_課題のねらい:_
下に示す、詩のタイトルを相談するやり取りの抜粋を、最後の発言の後から書き継いでもらえますか?

_抜粋:_
┏━━

いいんですか! 実は「やさしい残響」も悪くないなとおもっていまして。笑 こっちのほうが、サビとお互いの詩の内容にもしっくりくるなと。

なんか「記憶の潮騒」はかっこつけようとして変に肩の力がはいっている感じがあるんですよね。もうすこし考えます。

149
クノタカヒロ 2021/03/20 (土) 17:29:06

「渚に立つ」みたいな格好良いの待ってます。笑

150

すいません。「やさしい残響」でいいですか?笑

151
クノタカヒロ 2021/03/20 (土) 19:35:20

オケ!

「やさしい残響ー沖縄から遠く離れてー」だと長い?(読んでいただく方々にタイトルで沖縄の詩なのかなと分かってもらえるように)

┗━━

_提供素材:_
┏━━

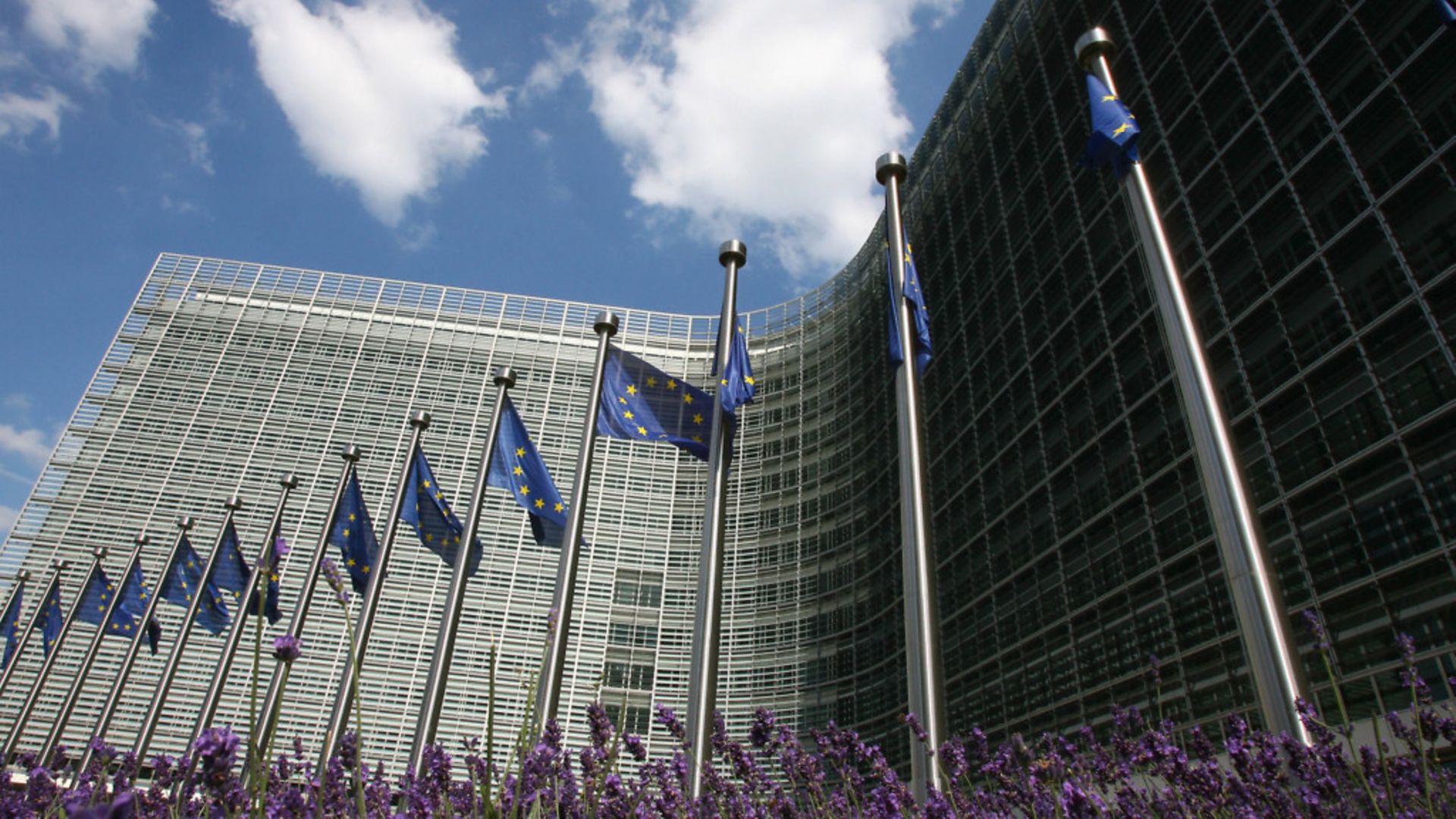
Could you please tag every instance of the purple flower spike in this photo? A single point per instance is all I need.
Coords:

┗━━
┏━━

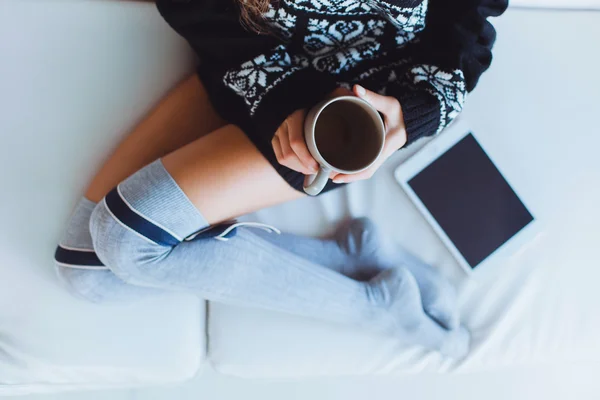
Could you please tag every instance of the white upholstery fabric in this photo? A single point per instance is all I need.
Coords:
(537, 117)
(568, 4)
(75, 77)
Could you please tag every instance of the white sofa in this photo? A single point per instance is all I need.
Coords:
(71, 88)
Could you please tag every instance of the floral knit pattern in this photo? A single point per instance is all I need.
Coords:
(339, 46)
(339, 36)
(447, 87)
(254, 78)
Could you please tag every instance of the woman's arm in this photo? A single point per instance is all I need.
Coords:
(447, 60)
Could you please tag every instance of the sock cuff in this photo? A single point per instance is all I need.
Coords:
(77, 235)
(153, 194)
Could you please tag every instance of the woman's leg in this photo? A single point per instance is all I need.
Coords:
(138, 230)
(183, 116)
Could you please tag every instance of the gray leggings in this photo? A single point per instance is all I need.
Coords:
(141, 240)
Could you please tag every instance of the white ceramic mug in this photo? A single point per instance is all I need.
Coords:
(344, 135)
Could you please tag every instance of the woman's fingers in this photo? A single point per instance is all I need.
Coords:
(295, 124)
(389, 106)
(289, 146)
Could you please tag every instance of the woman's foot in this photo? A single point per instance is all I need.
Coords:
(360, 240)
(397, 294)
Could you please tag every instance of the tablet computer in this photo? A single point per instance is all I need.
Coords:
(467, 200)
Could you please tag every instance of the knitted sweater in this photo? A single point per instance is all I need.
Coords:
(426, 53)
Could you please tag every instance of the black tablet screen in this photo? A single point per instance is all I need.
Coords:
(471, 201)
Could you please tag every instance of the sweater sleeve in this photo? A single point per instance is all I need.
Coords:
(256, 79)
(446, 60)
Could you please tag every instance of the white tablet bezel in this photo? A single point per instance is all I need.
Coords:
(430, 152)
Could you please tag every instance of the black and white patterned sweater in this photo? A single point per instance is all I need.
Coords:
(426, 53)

┗━━
┏━━

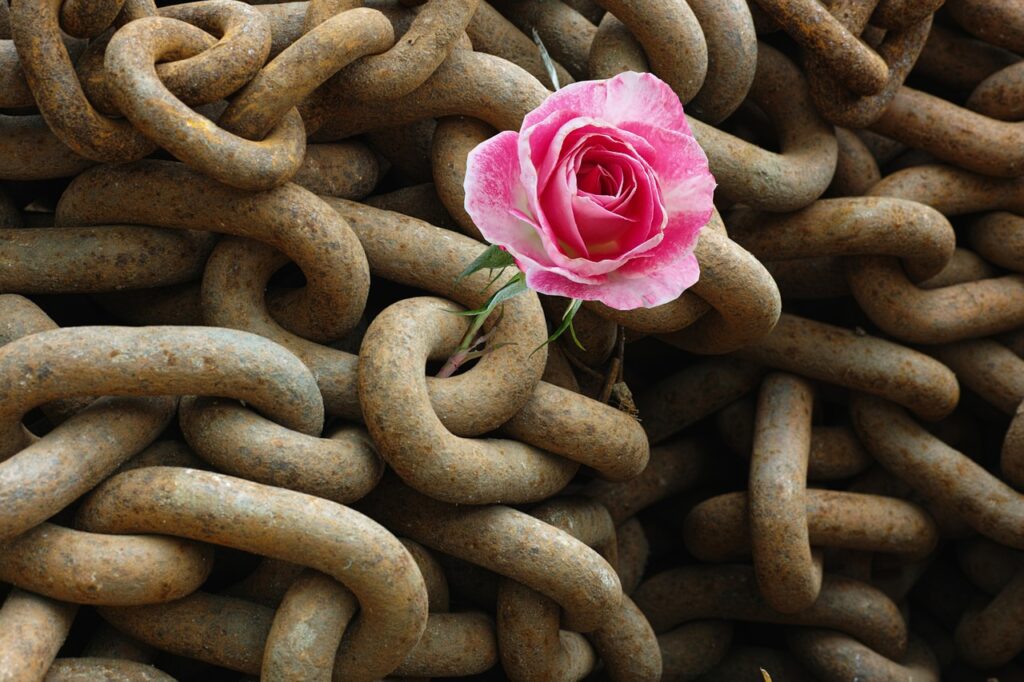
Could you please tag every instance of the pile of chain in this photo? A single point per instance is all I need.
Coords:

┗━━

_課題の出力:_
152

オッケーです!!

153

僕は推敲終わりました!

154

クノさん取り込み中で連絡取れず、最終稿の確認取れていませんが、締め切り近づいてきましたのであげたいと思います。

161

詩が長すぎるため、連投となります……

162

ここから下が作品です。

155

 やさしい残響ー沖縄から遠くはなれてー

         クノタカヒロ・町田尚

二月なのにぬるい
たしか糸のような雨がふっていた
風にゆれるガジュマルの下
那覇の町並みを見る
白くけぶる町の家根
空気が甘い
やさしさに打たれている
どこにいても落ち着かない気持ちが消えていた
沖縄にきてから消えていた
                              (町田)
二月なのにぬるい
からだの磁針が曲がってしまった
バオバブを宝の樹と呼ぶのなら
知花の楽園は宝の森か
雨と風と堆肥のにおいを抜けて
焼きたての肉にかぶりつく
沖縄で一等と
カズマ(にいに)が教えてくれた
檸檬とバタアと大蒜がのった
うるまの牛肉にかぶりつく
                (クノ)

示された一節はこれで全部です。